Instruction: Put every line of the rows below into a JSON list of strings, one string per line, with blank lines dropped. Leave the pictures out.

Data provided:

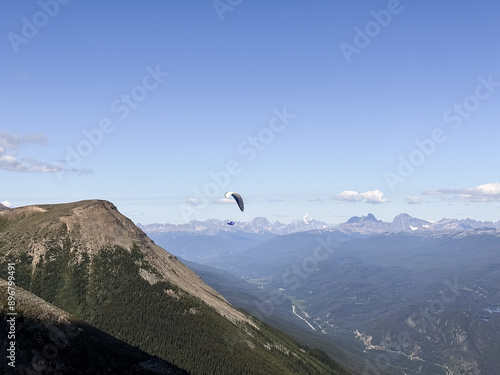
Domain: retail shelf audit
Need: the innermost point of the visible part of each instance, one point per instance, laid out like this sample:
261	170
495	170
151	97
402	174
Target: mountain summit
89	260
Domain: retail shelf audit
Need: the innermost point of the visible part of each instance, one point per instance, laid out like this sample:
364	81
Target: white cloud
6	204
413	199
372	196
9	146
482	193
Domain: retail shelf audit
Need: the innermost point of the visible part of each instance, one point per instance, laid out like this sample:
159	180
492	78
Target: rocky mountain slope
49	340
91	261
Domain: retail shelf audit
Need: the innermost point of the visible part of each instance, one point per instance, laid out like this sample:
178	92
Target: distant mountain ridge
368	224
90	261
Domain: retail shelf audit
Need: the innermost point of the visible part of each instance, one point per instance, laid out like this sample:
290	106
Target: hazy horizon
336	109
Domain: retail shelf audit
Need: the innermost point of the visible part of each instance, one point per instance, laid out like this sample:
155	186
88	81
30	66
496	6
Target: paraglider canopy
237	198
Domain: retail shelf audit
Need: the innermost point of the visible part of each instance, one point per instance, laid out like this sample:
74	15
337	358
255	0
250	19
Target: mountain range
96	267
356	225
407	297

Answer below:
[
  "Domain: retail shelf audit",
  "Need: the innermost point of the visible part of each instance, one point per instance, laid out like this sample:",
  "261\t170",
  "495\t170",
  "151\t97",
  "402\t174",
  "Target: mountain summit",
  "89\t260",
  "Domain: retail shelf audit",
  "Need: the innermost point of the visible part of each instance, one point per instance, laid out like this sample:",
  "364\t81",
  "Target: white cloud",
  "6\t204",
  "413\t199",
  "372\t196",
  "9\t146",
  "482\t193",
  "Domain: retail shelf audit",
  "Need: the innermost point of the visible part of each instance, one point per instance, laid out like this sample:",
  "159\t180",
  "492\t78",
  "Target: rocky mountain slope",
  "49\t340",
  "91\t261",
  "Domain: retail shelf audit",
  "Need: the innermost point of the visible part of each instance, one point per instance, laid out like this sample:",
  "178\t92",
  "Target: distant mountain ridge",
  "368\t224",
  "90\t261",
  "Domain: retail shelf audit",
  "Need: the innermost point of the visible part of each instance, one point per instance, laid out like this sample:",
  "290\t106",
  "Target: hazy horizon",
  "336\t109",
  "Domain: retail shelf audit",
  "Need: the innermost point of the visible part of each instance, one point per instance, laid out like this sample:",
  "155\t186",
  "88\t81",
  "30\t66",
  "496\t6",
  "Target: paraglider canopy",
  "237\t198",
  "Domain: retail shelf audit",
  "Need: the innermost point of the visible part of each instance, one point per instance, laid out like this sample:",
  "74\t15",
  "337\t358",
  "255\t0",
  "250\t19",
  "Target: mountain range",
  "96\t267",
  "356\t225",
  "407\t297"
]